Task description: Extract every line of the data below that contains the string "bank". Copy each such line unchanged.
━━ Material for the task ━━
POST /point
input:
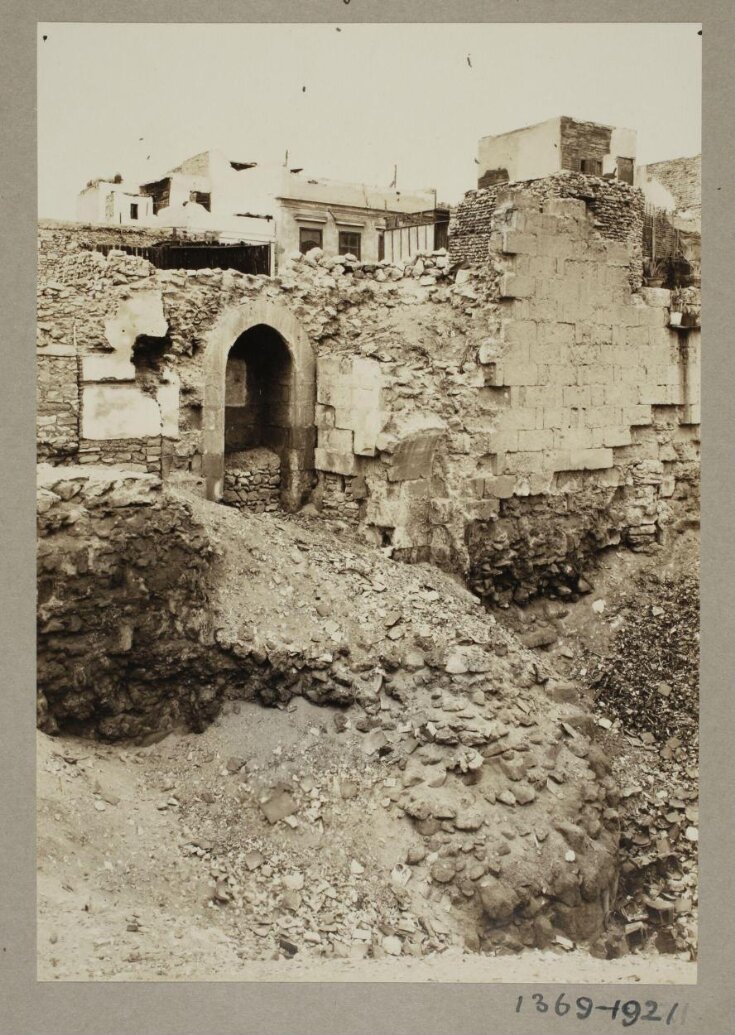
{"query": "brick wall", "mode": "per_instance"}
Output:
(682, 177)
━━━
━━ Material for the task ━━
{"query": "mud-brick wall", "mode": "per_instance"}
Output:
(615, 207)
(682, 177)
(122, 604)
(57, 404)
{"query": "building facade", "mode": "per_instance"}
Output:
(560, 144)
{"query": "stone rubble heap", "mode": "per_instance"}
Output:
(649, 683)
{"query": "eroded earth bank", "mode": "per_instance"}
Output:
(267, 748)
━━━
━━ Material for the task ━━
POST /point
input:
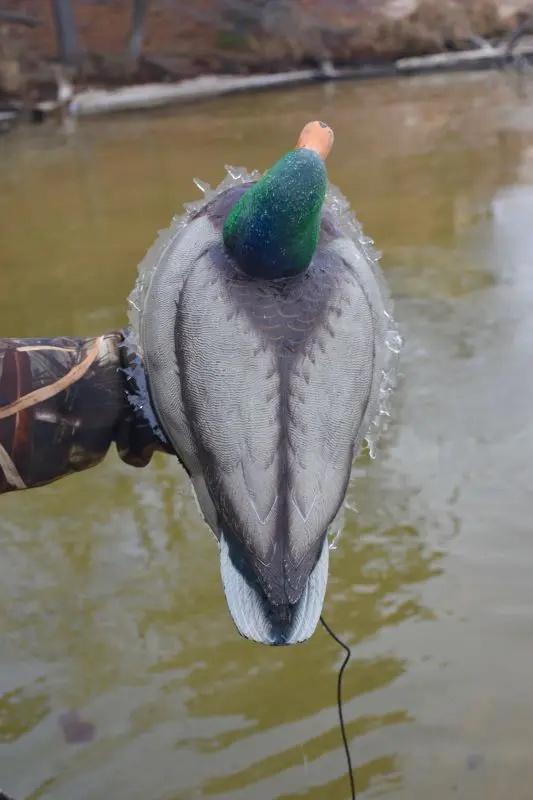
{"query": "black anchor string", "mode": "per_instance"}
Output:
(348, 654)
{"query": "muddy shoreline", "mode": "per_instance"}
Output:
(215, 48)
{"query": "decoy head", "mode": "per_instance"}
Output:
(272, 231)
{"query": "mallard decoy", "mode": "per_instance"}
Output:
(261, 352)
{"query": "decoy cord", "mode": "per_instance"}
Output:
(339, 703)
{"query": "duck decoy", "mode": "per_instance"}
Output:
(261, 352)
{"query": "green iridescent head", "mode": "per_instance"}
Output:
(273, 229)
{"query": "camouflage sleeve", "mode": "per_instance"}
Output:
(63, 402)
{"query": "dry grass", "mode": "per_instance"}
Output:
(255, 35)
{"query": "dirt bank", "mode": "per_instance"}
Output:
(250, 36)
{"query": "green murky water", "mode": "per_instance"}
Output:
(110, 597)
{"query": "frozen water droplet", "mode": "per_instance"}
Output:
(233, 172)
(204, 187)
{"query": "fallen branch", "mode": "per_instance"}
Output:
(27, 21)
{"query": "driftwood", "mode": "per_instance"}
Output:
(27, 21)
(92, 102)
━━━
Answer for this exercise:
{"query": "eroded earth bank", "mode": "per_instance"}
{"query": "dirt bank", "mode": "per_instance"}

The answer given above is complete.